A Data Processing Tool to Standardize Publicly Available Clinical Diabetes Trial Data

These details have been verified by PyPI

Project links

Homepage

GitHub Statistics

Maintainers

Project description

BabelBetes

BabelBetes is the largest open-source data standardization pipeline for clinical diabetes trial datasets, currently normalizing approximately 500,000 subject-days of paired CGM and insulin pump delivery data across a variety of high quality publicly available datasets. It solves the "last mile" problem of inconsistent data formats, giving researchers and sponsors immediate access to shovel-ready data and accelerating innovation in type 1 diabetes care.

Challenges with Publicly Available Clinical Trial Data

Data is the raw material from which models are developed, simulations are composed, and new therapies to reduce the burden of living with type 1 diabetes are developed.

Clinical trials performed at great time and expense, funded by Breakthrough T1D, HCT, and NIH have provided large volumes of granular data which is often stored publicly (www.jaeb.org) or otherwise readily accessible (OPEN Project, OpenAPS, Nightscout Data Commons).

Unfortunately this is often the only data available to researchers and developers seeking to provide innovative solutions for people with type 1 diabetes, putting them at great disadvantage relative to leading medical device companies who together gather more data per day than exists in the entire public domain, ever (approximately 500,000 subject-days).

To add to this, public available data is not stored with consistent methods or formats, resulting in a confusing array of file formats and data descriptors which must be translated at great effort and with high probability of error by each and every researcher or developer hoping to gain insights.

Last Mile Problem

Babelbetes addresses this “last mile” problem by developing a publicly available set of tools to normalize clinical diabetes trial datasets, focusing on continuous glucose monitoring and insulin pump delivery. Babelbetes also provides recommendations on a normalized data set format to ensure future activities provide shovel-ready data for researchers and developers.

This is the official project documentation

Supported Studies

BabelBetes currently normalizes 9 datasets covering approximately 500,000 subject-days of paired CGM, basal, and bolus data. See the Supported Datasets overview for the full list with sources, versions, and known issues.

How to Contribute

BabelBetes was funded to be freely available, helping researchers and companies save costs and time, and supercharge innovation in diabetes care.

We’re incredibly excited for contributions that will expand its functionality and support even more datasets, making a bigger impact than ever before!

* * *

■ Problem to work on: Write out the BabelBetes project description word for word, beginning at the words "Challenges with Publicly" and stopping after "(approximately 500,000 subject-days).". The entries have nothing to do with the BabelBetes project description.

■ Excerpted records:
* * *

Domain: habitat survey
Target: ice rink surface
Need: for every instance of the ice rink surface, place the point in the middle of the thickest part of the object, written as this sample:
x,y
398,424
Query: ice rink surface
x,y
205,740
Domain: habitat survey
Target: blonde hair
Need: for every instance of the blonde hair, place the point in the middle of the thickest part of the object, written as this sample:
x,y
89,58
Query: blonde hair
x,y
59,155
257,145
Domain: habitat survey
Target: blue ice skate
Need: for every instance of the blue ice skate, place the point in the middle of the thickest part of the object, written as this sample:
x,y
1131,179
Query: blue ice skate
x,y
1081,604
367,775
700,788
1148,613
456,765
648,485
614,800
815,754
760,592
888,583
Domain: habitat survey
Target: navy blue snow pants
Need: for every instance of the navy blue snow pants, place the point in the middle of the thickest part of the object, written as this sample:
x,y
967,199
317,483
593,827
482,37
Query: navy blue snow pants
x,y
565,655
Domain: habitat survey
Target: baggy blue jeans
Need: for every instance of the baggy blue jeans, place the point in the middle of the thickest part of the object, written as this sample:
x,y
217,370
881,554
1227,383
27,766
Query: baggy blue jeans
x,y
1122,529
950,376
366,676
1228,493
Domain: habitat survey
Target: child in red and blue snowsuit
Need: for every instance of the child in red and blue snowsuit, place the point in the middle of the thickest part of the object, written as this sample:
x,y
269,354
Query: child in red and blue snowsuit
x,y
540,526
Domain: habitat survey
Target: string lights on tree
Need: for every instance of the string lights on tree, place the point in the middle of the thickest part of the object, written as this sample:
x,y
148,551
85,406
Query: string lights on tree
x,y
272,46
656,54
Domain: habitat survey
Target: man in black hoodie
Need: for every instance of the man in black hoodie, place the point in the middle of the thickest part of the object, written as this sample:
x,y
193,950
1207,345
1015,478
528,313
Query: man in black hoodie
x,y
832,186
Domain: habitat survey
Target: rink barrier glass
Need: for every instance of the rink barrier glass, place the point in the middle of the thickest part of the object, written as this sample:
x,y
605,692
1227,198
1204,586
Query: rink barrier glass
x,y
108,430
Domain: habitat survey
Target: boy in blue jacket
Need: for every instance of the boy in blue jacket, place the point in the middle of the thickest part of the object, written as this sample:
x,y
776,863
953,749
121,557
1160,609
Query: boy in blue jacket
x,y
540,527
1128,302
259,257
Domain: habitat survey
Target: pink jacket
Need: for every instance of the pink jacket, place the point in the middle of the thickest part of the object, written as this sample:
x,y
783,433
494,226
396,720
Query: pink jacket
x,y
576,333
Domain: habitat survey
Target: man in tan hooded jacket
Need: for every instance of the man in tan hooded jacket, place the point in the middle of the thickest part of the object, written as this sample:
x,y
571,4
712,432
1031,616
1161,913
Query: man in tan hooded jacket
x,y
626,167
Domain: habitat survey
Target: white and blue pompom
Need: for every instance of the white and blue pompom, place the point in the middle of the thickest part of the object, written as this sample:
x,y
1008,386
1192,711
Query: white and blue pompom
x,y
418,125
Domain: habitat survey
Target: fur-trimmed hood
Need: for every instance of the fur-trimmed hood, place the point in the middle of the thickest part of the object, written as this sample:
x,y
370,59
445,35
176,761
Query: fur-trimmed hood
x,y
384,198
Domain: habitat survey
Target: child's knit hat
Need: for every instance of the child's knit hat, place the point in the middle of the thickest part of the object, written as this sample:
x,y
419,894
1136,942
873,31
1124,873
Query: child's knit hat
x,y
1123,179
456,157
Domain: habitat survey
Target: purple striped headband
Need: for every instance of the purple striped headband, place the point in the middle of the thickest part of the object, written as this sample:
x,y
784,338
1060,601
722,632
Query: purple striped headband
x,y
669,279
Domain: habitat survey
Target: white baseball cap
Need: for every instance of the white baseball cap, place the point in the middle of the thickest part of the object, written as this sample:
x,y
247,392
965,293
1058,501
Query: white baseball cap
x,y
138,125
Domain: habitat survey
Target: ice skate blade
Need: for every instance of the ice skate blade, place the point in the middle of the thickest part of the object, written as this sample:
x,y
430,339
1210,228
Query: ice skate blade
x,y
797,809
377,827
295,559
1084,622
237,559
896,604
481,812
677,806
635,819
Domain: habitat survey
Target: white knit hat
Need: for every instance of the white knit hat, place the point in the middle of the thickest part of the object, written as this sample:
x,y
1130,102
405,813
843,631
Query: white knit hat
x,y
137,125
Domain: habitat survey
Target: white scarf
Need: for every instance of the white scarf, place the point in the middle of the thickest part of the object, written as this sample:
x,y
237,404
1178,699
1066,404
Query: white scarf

* * *

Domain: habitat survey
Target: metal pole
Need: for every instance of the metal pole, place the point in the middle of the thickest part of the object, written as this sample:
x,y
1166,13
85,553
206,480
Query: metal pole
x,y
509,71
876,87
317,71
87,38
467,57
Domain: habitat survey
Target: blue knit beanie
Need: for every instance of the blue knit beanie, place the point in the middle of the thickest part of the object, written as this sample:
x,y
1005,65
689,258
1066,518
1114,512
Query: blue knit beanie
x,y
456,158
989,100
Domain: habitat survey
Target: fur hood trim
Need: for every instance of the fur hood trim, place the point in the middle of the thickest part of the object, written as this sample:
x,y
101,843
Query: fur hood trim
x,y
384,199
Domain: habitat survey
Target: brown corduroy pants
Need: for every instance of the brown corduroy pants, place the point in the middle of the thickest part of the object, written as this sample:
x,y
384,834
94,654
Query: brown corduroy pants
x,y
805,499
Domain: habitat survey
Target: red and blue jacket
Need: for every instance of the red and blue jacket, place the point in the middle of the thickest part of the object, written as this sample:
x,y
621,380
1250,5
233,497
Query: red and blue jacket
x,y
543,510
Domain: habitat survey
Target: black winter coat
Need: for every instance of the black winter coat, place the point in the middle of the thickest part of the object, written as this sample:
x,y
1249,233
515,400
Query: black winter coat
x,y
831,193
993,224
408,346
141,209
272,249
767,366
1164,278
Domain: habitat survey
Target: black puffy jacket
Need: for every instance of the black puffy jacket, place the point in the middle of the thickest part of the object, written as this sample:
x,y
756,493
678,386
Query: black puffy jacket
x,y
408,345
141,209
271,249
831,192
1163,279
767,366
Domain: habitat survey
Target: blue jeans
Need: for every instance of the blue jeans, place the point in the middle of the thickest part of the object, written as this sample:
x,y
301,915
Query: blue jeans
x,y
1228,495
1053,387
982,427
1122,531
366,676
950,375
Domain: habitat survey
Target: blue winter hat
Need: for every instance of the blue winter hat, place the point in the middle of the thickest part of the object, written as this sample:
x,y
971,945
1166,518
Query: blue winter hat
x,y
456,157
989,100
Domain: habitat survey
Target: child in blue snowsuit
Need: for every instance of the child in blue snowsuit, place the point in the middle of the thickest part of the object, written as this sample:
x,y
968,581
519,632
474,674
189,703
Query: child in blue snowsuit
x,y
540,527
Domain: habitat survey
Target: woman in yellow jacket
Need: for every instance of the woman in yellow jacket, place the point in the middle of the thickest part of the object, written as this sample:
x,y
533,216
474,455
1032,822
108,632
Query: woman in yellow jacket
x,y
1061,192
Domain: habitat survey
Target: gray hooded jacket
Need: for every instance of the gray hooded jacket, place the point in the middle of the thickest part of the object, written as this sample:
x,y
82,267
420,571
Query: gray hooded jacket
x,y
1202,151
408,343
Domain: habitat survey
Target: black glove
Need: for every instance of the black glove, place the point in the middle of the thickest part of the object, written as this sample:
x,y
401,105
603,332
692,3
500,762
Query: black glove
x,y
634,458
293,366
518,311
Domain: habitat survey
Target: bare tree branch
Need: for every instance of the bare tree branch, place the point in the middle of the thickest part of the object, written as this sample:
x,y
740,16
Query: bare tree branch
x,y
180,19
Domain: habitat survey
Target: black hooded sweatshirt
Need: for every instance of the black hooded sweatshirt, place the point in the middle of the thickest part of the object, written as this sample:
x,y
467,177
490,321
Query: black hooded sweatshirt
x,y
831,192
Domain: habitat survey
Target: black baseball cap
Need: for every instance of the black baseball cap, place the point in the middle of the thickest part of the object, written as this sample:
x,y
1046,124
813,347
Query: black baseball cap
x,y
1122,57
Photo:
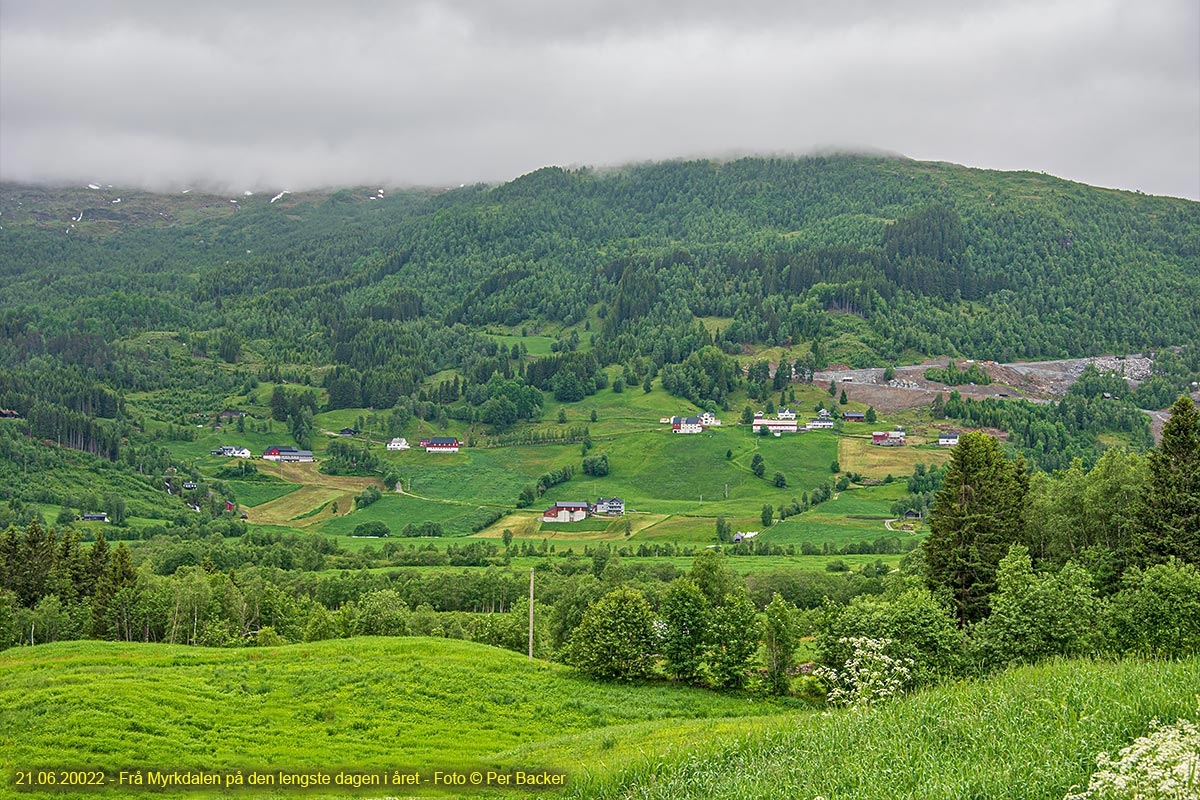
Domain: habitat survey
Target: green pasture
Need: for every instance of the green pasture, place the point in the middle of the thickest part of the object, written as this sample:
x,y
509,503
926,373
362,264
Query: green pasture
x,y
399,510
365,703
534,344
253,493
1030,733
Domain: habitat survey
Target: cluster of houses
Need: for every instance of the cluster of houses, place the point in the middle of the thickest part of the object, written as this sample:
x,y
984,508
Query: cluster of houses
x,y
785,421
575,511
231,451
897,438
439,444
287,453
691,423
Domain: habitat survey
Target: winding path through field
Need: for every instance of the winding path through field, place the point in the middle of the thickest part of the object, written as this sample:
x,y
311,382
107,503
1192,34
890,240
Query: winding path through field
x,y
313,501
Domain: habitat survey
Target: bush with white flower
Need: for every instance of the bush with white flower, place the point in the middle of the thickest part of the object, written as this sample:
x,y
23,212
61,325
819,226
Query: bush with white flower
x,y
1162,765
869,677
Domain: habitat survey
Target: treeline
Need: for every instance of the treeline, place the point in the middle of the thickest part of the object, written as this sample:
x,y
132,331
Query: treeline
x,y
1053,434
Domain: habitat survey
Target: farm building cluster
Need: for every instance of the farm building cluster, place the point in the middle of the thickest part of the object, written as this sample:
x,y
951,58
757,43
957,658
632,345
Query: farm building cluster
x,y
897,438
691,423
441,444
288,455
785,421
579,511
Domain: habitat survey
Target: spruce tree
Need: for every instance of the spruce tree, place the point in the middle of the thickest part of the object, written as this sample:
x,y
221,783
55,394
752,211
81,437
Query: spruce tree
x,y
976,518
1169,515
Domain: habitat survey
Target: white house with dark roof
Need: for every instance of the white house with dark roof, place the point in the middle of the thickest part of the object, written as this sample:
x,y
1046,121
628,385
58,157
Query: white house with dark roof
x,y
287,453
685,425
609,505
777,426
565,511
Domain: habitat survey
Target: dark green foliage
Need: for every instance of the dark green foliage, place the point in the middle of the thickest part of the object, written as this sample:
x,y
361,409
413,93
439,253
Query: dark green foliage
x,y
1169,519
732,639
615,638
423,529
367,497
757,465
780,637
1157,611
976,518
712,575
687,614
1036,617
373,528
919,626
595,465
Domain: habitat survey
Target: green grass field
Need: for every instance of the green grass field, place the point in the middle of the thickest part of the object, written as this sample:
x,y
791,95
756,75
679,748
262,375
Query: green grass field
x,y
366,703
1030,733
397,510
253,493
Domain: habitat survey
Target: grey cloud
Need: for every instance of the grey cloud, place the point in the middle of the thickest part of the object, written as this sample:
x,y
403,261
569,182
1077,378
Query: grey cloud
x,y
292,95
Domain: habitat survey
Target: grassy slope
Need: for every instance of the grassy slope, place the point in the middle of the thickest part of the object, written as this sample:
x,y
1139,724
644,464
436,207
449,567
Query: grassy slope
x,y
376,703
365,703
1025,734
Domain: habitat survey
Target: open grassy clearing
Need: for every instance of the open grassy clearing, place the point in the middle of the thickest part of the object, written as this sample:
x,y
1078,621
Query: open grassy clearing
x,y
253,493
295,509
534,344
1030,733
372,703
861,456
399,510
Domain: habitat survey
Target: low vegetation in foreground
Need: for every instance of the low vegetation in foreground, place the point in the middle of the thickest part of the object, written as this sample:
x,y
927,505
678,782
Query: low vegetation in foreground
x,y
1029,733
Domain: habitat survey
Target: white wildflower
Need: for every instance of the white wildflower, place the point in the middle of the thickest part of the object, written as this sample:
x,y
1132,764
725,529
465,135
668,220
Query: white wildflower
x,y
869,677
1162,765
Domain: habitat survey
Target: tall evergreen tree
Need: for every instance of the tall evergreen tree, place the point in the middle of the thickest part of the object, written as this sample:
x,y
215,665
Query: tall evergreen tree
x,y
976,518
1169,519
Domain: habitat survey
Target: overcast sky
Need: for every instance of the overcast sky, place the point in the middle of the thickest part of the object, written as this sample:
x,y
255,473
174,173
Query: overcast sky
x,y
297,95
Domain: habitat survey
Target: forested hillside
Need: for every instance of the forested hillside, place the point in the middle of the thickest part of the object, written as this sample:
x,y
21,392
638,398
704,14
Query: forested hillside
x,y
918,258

* * *

■ Expected output:
Challenges with Publicly Available Clinical Trial Data

Data is the raw material from which models are developed, simulations are composed, and new therapies to reduce the burden of living with type 1 diabetes are developed.

Clinical trials performed at great time and expense, funded by Breakthrough T1D, HCT, and NIH have provided large volumes of granular data which is often stored publicly (www.jaeb.org) or otherwise readily accessible (OPEN Project, OpenAPS, Nightscout Data Commons).

Unfortunately this is often the only data available to researchers and developers seeking to provide innovative solutions for people with type 1 diabetes, putting them at great disadvantage relative to leading medical device companies who together gather more data per day than exists in the entire public domain, ever (approximately 500,000 subject-days).